Collected data
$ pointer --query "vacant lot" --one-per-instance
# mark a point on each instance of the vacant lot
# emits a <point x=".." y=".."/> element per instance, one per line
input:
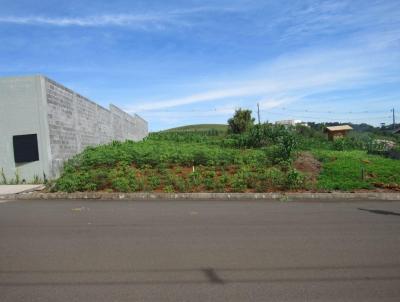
<point x="264" y="158"/>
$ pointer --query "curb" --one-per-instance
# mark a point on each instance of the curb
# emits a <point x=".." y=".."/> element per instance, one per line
<point x="280" y="196"/>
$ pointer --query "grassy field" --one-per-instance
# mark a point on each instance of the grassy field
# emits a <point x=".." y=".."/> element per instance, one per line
<point x="200" y="127"/>
<point x="264" y="159"/>
<point x="351" y="170"/>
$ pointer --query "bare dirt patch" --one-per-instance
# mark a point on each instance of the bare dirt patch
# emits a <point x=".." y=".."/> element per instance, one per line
<point x="309" y="165"/>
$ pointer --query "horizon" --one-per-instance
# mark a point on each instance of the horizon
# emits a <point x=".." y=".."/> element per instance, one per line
<point x="195" y="62"/>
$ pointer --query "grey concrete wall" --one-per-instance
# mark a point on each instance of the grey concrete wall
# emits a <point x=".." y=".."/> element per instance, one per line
<point x="23" y="111"/>
<point x="76" y="122"/>
<point x="64" y="121"/>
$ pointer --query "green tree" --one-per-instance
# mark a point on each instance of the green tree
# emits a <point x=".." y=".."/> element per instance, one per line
<point x="241" y="121"/>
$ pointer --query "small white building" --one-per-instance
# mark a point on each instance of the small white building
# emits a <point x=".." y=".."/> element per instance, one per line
<point x="43" y="123"/>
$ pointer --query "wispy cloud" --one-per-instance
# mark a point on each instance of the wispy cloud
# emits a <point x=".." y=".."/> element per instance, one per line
<point x="291" y="78"/>
<point x="155" y="19"/>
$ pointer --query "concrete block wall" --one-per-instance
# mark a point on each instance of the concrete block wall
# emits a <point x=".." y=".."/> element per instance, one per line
<point x="76" y="122"/>
<point x="65" y="124"/>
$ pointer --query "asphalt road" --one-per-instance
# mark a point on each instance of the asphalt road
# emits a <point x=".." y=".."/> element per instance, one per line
<point x="199" y="251"/>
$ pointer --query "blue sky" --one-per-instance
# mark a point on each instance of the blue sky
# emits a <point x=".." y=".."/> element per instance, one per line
<point x="185" y="62"/>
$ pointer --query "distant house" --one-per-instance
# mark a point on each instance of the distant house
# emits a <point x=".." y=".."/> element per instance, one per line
<point x="335" y="132"/>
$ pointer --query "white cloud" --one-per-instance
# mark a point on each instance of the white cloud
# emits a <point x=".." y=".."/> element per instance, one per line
<point x="142" y="20"/>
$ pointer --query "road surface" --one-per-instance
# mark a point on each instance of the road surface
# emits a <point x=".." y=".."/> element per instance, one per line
<point x="199" y="251"/>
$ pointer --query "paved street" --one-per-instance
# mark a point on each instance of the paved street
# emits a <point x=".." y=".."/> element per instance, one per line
<point x="199" y="251"/>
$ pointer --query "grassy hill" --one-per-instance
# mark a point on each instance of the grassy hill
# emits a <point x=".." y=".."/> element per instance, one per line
<point x="200" y="127"/>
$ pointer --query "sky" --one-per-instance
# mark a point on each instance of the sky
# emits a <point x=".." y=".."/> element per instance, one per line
<point x="186" y="62"/>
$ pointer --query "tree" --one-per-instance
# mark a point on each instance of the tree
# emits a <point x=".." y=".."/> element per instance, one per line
<point x="241" y="121"/>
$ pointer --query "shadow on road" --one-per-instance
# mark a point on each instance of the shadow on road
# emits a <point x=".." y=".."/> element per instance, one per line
<point x="221" y="276"/>
<point x="382" y="212"/>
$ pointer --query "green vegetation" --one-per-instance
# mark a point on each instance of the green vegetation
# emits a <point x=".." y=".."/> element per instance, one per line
<point x="255" y="158"/>
<point x="200" y="128"/>
<point x="350" y="170"/>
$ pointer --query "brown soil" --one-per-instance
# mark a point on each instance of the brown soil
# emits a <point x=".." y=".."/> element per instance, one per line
<point x="309" y="165"/>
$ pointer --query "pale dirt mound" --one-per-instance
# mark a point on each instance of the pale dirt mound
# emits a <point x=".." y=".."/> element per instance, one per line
<point x="309" y="165"/>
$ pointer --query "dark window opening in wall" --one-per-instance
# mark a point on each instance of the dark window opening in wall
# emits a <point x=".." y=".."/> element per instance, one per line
<point x="25" y="148"/>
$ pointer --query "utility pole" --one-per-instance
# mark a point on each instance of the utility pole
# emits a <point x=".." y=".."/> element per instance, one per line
<point x="394" y="120"/>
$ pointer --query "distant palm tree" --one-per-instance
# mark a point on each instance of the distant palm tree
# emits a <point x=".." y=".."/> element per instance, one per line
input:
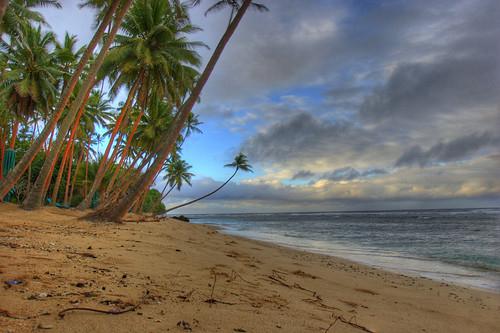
<point x="15" y="13"/>
<point x="152" y="52"/>
<point x="177" y="174"/>
<point x="36" y="196"/>
<point x="240" y="163"/>
<point x="15" y="174"/>
<point x="117" y="211"/>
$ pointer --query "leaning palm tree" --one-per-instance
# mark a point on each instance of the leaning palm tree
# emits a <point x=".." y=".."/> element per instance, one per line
<point x="15" y="13"/>
<point x="177" y="174"/>
<point x="30" y="75"/>
<point x="151" y="52"/>
<point x="169" y="139"/>
<point x="36" y="196"/>
<point x="15" y="174"/>
<point x="240" y="163"/>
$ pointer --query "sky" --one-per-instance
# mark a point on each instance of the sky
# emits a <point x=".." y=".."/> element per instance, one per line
<point x="344" y="105"/>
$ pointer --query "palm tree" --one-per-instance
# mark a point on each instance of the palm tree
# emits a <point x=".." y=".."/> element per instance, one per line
<point x="37" y="194"/>
<point x="240" y="163"/>
<point x="15" y="174"/>
<point x="168" y="139"/>
<point x="3" y="8"/>
<point x="18" y="12"/>
<point x="177" y="174"/>
<point x="30" y="76"/>
<point x="151" y="52"/>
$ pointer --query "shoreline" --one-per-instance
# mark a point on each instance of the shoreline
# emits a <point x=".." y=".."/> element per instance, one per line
<point x="189" y="277"/>
<point x="417" y="273"/>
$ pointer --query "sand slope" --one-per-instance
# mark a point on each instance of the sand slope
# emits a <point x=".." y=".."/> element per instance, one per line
<point x="192" y="278"/>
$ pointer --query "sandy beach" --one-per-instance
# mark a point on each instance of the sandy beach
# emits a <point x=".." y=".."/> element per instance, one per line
<point x="173" y="276"/>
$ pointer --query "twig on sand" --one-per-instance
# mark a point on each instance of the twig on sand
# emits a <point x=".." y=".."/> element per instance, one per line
<point x="5" y="313"/>
<point x="212" y="300"/>
<point x="62" y="313"/>
<point x="114" y="311"/>
<point x="349" y="322"/>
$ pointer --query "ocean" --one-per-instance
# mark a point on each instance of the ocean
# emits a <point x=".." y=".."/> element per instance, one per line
<point x="460" y="246"/>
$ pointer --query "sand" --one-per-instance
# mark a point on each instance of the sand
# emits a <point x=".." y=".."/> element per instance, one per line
<point x="173" y="276"/>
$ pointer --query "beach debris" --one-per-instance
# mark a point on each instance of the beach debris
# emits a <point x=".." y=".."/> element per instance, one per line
<point x="45" y="326"/>
<point x="181" y="218"/>
<point x="185" y="297"/>
<point x="14" y="282"/>
<point x="212" y="300"/>
<point x="184" y="325"/>
<point x="351" y="322"/>
<point x="115" y="311"/>
<point x="304" y="274"/>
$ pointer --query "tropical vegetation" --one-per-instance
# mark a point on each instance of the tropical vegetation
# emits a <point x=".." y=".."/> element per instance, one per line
<point x="68" y="139"/>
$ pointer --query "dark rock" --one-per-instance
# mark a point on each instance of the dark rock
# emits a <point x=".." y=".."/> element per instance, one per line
<point x="181" y="218"/>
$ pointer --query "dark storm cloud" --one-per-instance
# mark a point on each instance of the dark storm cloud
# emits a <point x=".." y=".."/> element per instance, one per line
<point x="350" y="173"/>
<point x="304" y="136"/>
<point x="303" y="174"/>
<point x="417" y="90"/>
<point x="455" y="150"/>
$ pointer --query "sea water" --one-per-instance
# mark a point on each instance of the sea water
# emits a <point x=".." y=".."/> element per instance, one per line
<point x="460" y="246"/>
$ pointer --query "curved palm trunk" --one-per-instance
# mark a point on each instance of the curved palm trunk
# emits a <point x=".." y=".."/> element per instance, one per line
<point x="206" y="195"/>
<point x="167" y="141"/>
<point x="30" y="154"/>
<point x="125" y="150"/>
<point x="55" y="191"/>
<point x="57" y="184"/>
<point x="101" y="171"/>
<point x="75" y="175"/>
<point x="3" y="8"/>
<point x="68" y="177"/>
<point x="15" y="129"/>
<point x="2" y="150"/>
<point x="37" y="194"/>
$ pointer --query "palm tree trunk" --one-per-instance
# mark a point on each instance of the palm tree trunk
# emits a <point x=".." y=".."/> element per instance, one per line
<point x="206" y="195"/>
<point x="166" y="194"/>
<point x="71" y="139"/>
<point x="75" y="175"/>
<point x="2" y="150"/>
<point x="37" y="194"/>
<point x="86" y="170"/>
<point x="57" y="184"/>
<point x="68" y="177"/>
<point x="49" y="144"/>
<point x="125" y="150"/>
<point x="15" y="174"/>
<point x="3" y="8"/>
<point x="15" y="130"/>
<point x="102" y="166"/>
<point x="167" y="141"/>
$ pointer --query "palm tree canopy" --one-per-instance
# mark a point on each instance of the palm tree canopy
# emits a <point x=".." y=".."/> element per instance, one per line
<point x="21" y="12"/>
<point x="233" y="4"/>
<point x="240" y="162"/>
<point x="153" y="44"/>
<point x="178" y="173"/>
<point x="31" y="73"/>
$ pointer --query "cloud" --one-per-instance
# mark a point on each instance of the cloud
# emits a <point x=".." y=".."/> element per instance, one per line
<point x="420" y="90"/>
<point x="458" y="149"/>
<point x="304" y="136"/>
<point x="349" y="173"/>
<point x="303" y="174"/>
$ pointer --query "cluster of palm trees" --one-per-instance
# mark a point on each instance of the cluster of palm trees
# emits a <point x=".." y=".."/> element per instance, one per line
<point x="56" y="104"/>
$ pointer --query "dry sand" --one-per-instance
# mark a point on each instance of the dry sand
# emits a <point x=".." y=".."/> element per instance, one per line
<point x="190" y="278"/>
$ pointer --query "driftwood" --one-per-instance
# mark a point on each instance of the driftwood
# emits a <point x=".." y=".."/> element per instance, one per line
<point x="348" y="322"/>
<point x="62" y="313"/>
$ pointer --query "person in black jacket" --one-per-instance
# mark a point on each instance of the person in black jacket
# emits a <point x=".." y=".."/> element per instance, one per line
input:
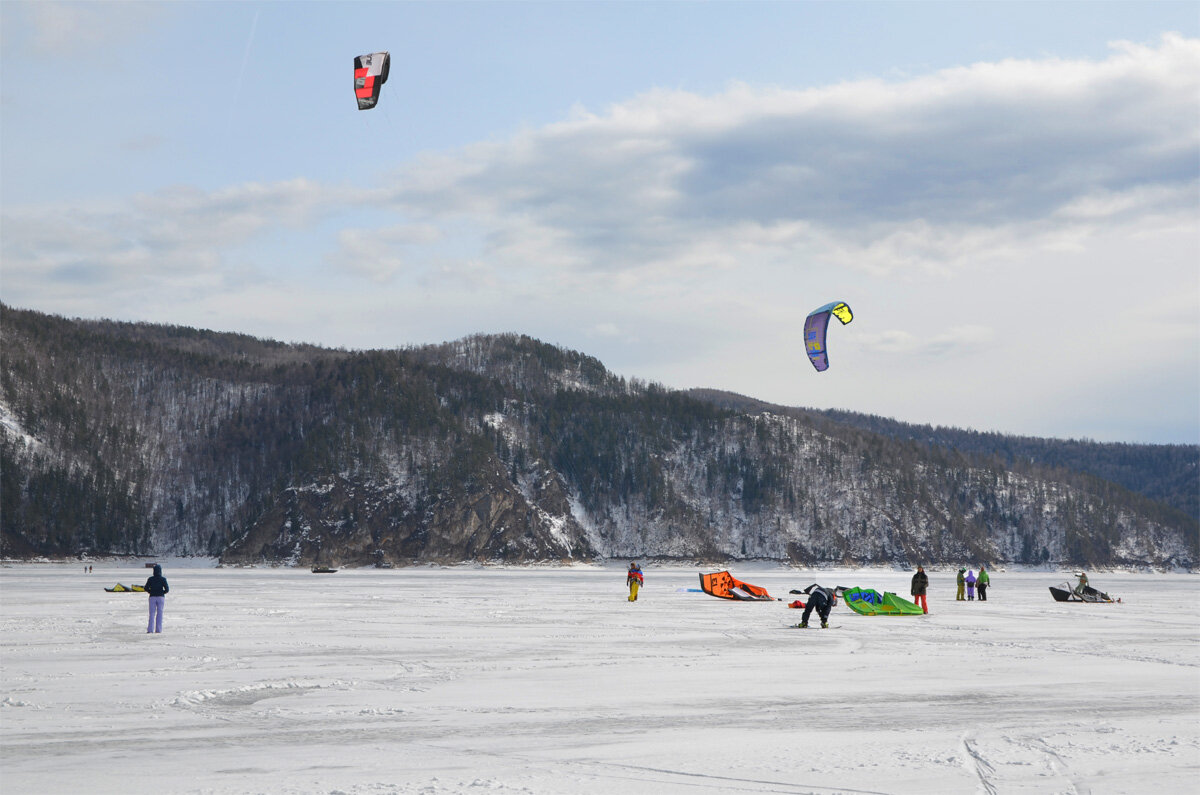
<point x="822" y="601"/>
<point x="157" y="589"/>
<point x="919" y="585"/>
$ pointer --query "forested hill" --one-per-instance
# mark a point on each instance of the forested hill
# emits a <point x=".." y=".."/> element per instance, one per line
<point x="1167" y="473"/>
<point x="119" y="438"/>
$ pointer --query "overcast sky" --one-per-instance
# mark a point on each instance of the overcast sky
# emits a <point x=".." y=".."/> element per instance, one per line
<point x="1007" y="193"/>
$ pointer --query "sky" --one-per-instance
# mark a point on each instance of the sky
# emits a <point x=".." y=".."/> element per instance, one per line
<point x="1006" y="193"/>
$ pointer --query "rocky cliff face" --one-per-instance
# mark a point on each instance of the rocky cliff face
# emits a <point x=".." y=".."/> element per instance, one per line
<point x="133" y="438"/>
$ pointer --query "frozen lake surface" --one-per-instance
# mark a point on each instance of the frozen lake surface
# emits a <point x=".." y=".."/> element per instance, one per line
<point x="549" y="681"/>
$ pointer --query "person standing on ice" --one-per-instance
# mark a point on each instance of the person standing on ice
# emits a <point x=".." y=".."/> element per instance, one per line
<point x="157" y="587"/>
<point x="982" y="583"/>
<point x="822" y="601"/>
<point x="634" y="580"/>
<point x="919" y="585"/>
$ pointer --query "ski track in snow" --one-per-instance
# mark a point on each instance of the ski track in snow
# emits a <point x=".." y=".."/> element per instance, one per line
<point x="547" y="681"/>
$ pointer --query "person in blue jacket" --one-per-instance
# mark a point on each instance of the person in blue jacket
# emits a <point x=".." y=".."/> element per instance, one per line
<point x="157" y="587"/>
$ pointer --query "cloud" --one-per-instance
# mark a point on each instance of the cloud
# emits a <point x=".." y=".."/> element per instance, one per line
<point x="910" y="175"/>
<point x="687" y="235"/>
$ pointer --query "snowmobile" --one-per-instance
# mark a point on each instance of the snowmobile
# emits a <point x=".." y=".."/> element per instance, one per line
<point x="1063" y="592"/>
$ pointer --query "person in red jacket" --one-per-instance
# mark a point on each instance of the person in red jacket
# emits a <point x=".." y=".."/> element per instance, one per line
<point x="634" y="580"/>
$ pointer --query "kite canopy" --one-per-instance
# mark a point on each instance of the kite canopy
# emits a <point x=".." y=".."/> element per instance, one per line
<point x="869" y="602"/>
<point x="723" y="585"/>
<point x="815" y="327"/>
<point x="370" y="75"/>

» **REQUIRED TASK**: Count the lines above that contain the string "ocean", treating uppercase and lowercase as different. Give only the number.

» **WRITTEN RESPONSE**: 2